**Task to complete:**
Although the material holds pictures, none belong in the copy; transcribe exactly, and only, the lines from the one with "If you could identify the grass slope" through the end.

**Input data:**
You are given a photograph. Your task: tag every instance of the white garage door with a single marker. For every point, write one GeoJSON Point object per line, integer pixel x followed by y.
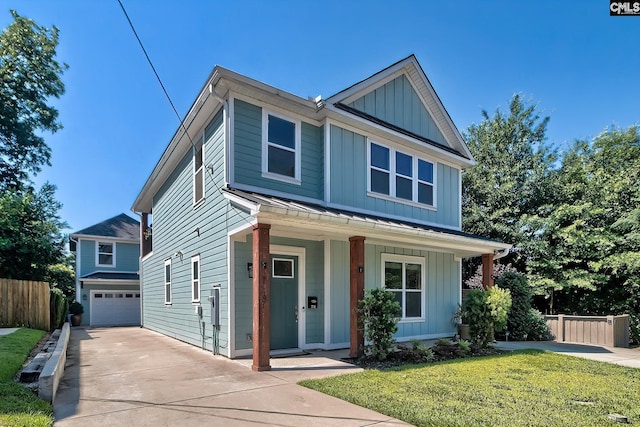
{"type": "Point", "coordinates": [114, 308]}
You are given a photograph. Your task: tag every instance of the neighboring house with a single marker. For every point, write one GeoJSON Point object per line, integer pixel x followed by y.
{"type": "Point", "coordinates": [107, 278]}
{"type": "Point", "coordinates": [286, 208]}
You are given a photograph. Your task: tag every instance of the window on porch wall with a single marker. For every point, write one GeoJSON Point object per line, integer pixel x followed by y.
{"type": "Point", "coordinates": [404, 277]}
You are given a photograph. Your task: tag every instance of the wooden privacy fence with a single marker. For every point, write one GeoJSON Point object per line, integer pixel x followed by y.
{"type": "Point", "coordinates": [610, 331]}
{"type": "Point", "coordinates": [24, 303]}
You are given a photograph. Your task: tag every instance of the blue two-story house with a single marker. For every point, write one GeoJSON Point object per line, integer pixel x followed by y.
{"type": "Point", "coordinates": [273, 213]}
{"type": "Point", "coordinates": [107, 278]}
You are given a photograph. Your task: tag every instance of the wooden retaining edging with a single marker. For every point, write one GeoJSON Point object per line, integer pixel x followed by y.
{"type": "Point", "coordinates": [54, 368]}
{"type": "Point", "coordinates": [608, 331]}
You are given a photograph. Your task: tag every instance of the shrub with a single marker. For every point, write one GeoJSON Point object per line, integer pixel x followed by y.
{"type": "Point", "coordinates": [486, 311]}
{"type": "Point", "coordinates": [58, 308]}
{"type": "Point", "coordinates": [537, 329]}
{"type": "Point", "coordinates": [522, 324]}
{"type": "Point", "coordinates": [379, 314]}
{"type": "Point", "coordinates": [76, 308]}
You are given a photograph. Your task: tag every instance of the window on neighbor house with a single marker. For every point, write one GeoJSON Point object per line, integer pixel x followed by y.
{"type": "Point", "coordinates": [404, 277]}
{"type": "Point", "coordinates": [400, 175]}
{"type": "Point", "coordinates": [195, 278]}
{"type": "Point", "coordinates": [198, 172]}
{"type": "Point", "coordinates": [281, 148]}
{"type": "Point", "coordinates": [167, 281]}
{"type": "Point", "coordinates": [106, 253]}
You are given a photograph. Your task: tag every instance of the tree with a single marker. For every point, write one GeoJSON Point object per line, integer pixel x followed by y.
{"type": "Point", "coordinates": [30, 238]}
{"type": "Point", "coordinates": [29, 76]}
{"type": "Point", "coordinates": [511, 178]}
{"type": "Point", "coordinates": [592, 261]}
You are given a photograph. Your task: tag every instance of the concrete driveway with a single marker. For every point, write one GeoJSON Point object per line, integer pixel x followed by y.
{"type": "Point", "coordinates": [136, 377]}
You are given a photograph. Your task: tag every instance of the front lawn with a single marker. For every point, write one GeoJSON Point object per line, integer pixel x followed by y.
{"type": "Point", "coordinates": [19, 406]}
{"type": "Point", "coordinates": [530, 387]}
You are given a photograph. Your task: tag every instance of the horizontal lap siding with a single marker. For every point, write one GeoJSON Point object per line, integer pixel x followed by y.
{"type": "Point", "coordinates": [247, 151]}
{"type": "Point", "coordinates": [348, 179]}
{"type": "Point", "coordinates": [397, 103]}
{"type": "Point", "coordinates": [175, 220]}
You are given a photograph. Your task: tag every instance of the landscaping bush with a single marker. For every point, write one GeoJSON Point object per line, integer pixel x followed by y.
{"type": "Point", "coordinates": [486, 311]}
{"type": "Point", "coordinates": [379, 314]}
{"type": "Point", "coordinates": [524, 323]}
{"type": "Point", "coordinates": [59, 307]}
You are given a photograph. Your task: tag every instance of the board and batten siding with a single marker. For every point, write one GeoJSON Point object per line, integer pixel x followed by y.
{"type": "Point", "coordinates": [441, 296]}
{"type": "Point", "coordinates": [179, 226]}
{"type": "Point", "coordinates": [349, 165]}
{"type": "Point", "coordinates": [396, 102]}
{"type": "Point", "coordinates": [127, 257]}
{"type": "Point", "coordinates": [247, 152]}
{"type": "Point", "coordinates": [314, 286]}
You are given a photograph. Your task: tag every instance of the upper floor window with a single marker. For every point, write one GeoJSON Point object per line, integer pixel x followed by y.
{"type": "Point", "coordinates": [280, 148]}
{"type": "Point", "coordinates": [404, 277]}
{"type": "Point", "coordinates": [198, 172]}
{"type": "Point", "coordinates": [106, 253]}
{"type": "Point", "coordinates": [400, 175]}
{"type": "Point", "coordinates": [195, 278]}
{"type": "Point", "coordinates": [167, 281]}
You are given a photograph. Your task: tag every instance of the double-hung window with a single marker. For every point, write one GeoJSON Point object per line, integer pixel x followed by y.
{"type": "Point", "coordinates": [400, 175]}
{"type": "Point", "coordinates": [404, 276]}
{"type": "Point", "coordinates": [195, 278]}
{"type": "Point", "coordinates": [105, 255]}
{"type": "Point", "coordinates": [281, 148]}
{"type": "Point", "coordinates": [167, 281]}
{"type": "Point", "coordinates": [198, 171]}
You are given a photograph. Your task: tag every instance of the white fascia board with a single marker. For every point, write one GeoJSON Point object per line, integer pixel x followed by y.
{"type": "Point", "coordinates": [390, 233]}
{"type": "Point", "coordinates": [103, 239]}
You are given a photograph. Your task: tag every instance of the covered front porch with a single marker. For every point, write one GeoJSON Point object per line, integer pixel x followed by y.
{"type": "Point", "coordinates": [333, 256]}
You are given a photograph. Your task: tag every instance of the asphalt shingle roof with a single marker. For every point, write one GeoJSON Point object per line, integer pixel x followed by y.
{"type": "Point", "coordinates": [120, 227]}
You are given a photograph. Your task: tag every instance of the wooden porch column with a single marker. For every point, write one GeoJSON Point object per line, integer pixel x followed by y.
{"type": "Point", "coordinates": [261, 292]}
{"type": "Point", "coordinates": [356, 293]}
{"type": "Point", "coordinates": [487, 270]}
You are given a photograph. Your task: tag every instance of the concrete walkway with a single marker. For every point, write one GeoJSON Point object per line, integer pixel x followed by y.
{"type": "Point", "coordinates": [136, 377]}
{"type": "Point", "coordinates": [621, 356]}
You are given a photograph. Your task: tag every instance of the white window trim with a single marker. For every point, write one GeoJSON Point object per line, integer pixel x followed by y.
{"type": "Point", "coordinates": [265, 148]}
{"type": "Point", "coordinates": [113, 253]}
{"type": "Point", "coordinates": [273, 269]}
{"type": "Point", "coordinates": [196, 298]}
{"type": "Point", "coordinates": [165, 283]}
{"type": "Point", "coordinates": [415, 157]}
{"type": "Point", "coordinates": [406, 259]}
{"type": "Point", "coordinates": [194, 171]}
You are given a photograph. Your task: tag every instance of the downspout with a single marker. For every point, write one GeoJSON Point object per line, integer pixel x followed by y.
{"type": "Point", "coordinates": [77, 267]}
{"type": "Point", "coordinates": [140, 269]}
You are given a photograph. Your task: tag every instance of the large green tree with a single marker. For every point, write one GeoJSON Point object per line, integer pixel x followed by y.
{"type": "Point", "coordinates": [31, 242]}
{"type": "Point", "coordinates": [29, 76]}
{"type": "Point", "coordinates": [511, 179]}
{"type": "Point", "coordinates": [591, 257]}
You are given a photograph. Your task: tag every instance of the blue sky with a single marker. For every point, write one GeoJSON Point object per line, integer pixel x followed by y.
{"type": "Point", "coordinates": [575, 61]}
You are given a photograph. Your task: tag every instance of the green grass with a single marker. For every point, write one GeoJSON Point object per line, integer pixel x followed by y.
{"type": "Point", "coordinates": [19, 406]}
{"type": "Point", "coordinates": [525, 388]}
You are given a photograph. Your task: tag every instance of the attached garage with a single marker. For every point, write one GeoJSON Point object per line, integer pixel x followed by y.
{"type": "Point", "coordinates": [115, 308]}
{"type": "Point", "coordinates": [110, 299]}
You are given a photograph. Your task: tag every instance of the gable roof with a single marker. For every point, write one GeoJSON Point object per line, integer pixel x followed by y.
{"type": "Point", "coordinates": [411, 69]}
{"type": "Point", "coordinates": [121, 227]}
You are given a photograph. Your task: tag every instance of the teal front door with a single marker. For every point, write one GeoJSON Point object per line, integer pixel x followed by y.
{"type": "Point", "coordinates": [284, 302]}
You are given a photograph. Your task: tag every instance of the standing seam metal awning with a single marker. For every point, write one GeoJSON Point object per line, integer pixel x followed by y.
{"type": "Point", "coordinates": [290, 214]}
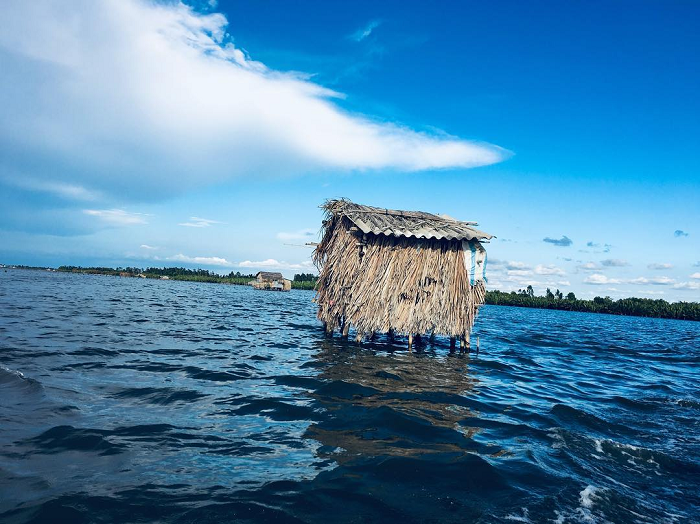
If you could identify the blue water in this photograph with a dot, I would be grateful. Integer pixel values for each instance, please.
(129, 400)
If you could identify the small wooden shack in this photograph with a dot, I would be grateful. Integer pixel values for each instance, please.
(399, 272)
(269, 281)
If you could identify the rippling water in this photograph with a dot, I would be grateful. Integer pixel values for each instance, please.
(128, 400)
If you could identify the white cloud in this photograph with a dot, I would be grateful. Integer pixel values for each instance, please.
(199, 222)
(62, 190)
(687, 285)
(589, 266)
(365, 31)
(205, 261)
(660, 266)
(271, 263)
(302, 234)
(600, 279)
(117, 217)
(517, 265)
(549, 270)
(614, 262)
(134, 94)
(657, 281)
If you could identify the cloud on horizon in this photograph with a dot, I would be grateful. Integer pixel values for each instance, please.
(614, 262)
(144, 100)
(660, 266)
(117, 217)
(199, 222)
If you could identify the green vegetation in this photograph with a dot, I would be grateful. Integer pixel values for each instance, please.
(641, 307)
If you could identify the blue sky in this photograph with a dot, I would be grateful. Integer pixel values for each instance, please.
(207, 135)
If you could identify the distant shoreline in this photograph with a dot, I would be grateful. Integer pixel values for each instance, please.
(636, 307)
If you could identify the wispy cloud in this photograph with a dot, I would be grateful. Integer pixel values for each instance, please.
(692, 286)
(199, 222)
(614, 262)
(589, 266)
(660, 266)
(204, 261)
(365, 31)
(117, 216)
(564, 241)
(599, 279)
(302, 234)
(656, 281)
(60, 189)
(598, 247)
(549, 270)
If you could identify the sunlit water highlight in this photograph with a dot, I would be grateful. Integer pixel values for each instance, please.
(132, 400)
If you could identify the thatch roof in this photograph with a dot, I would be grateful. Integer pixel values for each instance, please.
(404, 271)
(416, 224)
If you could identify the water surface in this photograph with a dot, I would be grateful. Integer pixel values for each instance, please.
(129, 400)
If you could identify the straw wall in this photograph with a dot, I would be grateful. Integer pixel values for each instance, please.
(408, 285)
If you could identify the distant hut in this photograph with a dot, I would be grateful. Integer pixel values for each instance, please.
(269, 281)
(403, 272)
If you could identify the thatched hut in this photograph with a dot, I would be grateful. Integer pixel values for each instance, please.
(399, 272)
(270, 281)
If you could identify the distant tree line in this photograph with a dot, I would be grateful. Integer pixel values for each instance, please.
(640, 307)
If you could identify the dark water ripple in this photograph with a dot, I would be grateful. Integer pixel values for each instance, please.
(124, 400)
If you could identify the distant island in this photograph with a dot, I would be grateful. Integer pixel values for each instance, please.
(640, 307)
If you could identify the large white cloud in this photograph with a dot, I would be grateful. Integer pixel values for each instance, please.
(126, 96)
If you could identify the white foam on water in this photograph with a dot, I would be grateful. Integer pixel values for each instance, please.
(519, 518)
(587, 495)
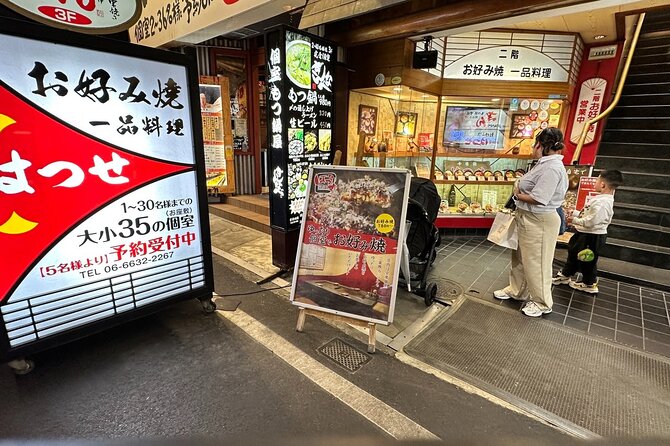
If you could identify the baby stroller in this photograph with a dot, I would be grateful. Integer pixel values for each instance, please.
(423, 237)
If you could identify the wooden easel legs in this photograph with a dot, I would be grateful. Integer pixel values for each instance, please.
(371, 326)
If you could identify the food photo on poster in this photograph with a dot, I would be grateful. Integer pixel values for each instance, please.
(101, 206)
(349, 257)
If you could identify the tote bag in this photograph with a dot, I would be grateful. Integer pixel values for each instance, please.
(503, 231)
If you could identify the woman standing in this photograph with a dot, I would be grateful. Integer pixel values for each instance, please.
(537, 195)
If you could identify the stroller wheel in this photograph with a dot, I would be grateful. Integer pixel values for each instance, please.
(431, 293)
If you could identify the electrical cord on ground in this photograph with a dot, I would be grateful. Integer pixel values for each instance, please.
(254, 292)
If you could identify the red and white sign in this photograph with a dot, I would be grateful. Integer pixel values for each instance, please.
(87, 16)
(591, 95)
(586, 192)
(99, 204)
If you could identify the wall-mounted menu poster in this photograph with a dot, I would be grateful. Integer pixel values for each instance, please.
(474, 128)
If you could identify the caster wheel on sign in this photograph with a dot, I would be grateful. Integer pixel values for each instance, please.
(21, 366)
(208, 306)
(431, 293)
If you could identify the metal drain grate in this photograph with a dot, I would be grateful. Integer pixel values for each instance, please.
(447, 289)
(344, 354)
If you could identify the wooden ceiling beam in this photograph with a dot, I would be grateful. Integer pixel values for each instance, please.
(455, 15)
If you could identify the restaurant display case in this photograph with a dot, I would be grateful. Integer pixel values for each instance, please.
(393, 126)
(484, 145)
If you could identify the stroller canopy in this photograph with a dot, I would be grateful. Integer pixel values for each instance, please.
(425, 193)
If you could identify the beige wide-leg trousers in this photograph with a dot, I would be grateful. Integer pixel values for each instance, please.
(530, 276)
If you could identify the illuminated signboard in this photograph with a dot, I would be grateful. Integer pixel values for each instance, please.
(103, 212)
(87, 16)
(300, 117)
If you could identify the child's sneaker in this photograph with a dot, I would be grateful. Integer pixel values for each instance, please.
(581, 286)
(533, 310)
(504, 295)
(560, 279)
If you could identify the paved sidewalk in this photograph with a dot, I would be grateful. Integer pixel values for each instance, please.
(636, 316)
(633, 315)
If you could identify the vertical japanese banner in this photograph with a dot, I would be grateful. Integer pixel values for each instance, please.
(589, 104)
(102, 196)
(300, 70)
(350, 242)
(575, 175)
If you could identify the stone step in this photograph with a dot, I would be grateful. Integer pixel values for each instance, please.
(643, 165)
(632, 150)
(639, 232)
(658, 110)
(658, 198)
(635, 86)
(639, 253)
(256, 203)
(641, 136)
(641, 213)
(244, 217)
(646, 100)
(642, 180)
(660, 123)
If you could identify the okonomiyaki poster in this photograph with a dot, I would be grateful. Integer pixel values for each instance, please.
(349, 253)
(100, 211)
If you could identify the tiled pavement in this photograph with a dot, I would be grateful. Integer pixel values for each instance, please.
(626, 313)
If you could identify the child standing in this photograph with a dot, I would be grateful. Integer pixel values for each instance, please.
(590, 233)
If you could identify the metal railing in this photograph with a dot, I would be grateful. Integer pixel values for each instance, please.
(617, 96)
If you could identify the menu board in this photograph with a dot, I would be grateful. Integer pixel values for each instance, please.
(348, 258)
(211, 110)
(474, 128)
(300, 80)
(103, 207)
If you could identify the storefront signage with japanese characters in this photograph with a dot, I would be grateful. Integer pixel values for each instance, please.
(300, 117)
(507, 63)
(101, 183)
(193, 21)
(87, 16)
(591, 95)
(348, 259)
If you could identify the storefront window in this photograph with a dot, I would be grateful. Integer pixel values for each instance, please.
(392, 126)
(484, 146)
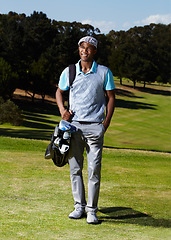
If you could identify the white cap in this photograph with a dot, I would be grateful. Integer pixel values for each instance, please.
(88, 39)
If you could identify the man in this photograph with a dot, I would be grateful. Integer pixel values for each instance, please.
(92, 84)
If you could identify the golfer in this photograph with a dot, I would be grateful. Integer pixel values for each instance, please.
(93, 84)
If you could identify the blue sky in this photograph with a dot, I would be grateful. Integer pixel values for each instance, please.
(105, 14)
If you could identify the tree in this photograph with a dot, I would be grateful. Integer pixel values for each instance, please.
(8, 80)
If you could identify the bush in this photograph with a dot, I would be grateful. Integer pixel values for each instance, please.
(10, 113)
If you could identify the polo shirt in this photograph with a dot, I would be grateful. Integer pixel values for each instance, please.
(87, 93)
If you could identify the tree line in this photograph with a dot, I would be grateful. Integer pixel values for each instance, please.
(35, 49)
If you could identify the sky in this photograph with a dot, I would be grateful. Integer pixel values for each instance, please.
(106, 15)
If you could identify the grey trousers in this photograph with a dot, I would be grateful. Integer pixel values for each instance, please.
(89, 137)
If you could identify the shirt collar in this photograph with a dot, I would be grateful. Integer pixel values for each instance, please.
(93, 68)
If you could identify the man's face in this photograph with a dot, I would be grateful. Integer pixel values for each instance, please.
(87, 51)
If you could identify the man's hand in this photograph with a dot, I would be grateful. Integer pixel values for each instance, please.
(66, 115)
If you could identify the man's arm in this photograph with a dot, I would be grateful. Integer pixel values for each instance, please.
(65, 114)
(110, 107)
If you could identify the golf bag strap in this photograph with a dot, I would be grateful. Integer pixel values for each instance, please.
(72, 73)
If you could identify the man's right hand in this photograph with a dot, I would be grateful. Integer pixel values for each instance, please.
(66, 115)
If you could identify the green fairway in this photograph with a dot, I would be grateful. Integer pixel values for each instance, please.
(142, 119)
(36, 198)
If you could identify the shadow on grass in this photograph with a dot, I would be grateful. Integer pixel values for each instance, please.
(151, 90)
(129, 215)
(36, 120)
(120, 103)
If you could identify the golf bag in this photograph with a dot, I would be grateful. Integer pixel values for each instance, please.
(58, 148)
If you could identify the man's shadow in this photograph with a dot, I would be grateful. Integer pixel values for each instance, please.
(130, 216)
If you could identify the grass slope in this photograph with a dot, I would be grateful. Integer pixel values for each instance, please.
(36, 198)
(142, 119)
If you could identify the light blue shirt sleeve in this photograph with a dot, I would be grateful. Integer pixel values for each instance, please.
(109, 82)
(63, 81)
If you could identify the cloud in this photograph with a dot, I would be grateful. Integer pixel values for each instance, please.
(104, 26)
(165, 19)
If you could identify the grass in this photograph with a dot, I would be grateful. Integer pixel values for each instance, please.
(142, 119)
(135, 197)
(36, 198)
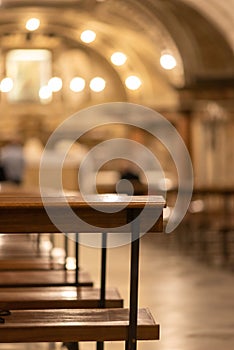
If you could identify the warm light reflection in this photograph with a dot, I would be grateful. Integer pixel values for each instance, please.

**Response box:**
If you could identify the grass slope in this photograph with a dot, I would be grateful. Integer pixel values for each instance, please.
(36, 198)
(142, 119)
If you could identify the light blue shirt sleeve in this photograph with a dot, I would be grateful. Integer pixel values for each instance, please.
(109, 82)
(63, 81)
If you could identify the cloud in this photograph with a dot, I would be grateful. Integer pixel values for each instance, please.
(104, 26)
(165, 19)
If you could identify the grass in this photograph with a dot, I would be grateful. Integer pixel values for each instance, please.
(142, 119)
(135, 197)
(36, 198)
If you could identify the warm light reflection in this photograph with a dot, I would be grateful. Integer pixel values for each instance, please.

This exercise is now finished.